WHAT YOU HAVE TO DO — Reproduce all of the entries below exactly, without a single change.

══ EXERCISE INPUTS ══

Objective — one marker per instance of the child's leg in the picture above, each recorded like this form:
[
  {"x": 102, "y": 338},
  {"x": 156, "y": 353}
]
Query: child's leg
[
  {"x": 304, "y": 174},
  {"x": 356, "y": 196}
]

═══

SOLVED PROBLEM —
Objective — one marker per instance of the child's leg in the picture above, each recorded like this form:
[
  {"x": 102, "y": 338},
  {"x": 156, "y": 353}
]
Query: child's leg
[
  {"x": 304, "y": 174},
  {"x": 356, "y": 196}
]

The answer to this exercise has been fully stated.